◆ What the exercise asks: Reproduce the entries that follow exactly, dropping each image.
Start of Provided records
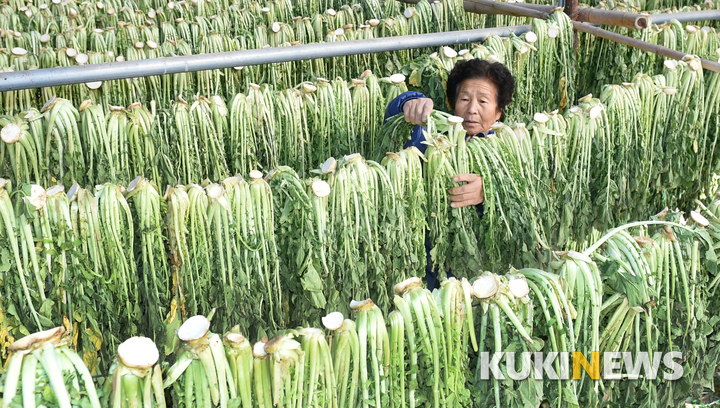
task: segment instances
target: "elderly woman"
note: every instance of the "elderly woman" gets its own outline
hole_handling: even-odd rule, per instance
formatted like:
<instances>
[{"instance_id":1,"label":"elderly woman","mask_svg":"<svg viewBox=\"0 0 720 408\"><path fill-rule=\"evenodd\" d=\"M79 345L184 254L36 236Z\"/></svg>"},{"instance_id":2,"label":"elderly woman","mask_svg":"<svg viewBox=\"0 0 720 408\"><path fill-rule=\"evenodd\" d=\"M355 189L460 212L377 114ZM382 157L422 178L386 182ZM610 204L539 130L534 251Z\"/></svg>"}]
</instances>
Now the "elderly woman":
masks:
<instances>
[{"instance_id":1,"label":"elderly woman","mask_svg":"<svg viewBox=\"0 0 720 408\"><path fill-rule=\"evenodd\" d=\"M447 81L447 97L456 116L464 119L463 127L468 140L493 133L490 126L500 120L505 108L512 101L515 79L499 62L480 59L458 62L450 71ZM420 92L405 92L395 98L385 111L385 119L400 112L413 125L412 137L405 147L415 146L425 152L423 125L433 110L433 101ZM483 183L477 174L458 174L456 182L467 182L450 191L453 208L482 204Z\"/></svg>"},{"instance_id":2,"label":"elderly woman","mask_svg":"<svg viewBox=\"0 0 720 408\"><path fill-rule=\"evenodd\" d=\"M454 114L464 119L463 127L468 140L493 133L490 126L505 113L514 91L515 79L510 71L498 62L491 63L480 59L458 62L448 75L447 99ZM390 102L385 111L385 119L403 112L405 120L416 125L405 147L415 146L425 152L427 146L422 144L425 136L421 126L427 121L433 107L432 99L426 98L422 93L405 92ZM485 200L482 178L477 174L458 174L453 181L467 184L450 190L450 205L453 208L474 205L478 215L482 216L482 203ZM425 246L429 254L430 243L427 238ZM432 271L429 264L430 262L426 279L428 289L432 290L439 282L437 272Z\"/></svg>"}]
</instances>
End of Provided records
◆ Output for this exercise:
task: segment instances
target: "elderly woman"
note: every instance of the "elderly woman" gets its own outline
hole_handling: even-odd rule, per instance
formatted like:
<instances>
[{"instance_id":1,"label":"elderly woman","mask_svg":"<svg viewBox=\"0 0 720 408\"><path fill-rule=\"evenodd\" d=\"M79 345L184 254L36 236Z\"/></svg>"},{"instance_id":2,"label":"elderly woman","mask_svg":"<svg viewBox=\"0 0 720 408\"><path fill-rule=\"evenodd\" d=\"M355 189L460 212L377 114ZM382 157L422 178L386 182ZM610 204L539 130L534 251Z\"/></svg>"}]
</instances>
Now the "elderly woman":
masks:
<instances>
[{"instance_id":1,"label":"elderly woman","mask_svg":"<svg viewBox=\"0 0 720 408\"><path fill-rule=\"evenodd\" d=\"M447 81L447 97L456 116L464 119L463 127L468 140L493 133L490 126L500 120L505 108L512 101L515 79L499 62L480 59L458 62L450 71ZM420 92L405 92L395 98L385 111L385 119L400 112L413 125L412 137L405 147L415 146L425 152L423 125L433 110L433 101ZM483 183L477 174L458 174L456 182L467 182L450 191L453 208L482 204Z\"/></svg>"},{"instance_id":2,"label":"elderly woman","mask_svg":"<svg viewBox=\"0 0 720 408\"><path fill-rule=\"evenodd\" d=\"M454 114L464 119L463 127L468 140L493 133L490 126L505 113L514 91L515 79L510 71L498 62L491 63L480 59L458 62L448 75L447 99ZM390 102L385 111L385 119L403 112L405 120L416 125L405 147L415 146L425 152L427 146L422 144L425 136L421 126L427 121L433 107L432 99L426 98L422 93L405 92ZM485 200L482 178L477 174L458 174L453 181L467 184L450 190L450 205L453 208L474 205L478 215L482 216L482 203ZM425 246L429 254L430 243L427 238ZM432 271L429 264L430 262L426 279L428 289L432 290L439 282L437 272Z\"/></svg>"}]
</instances>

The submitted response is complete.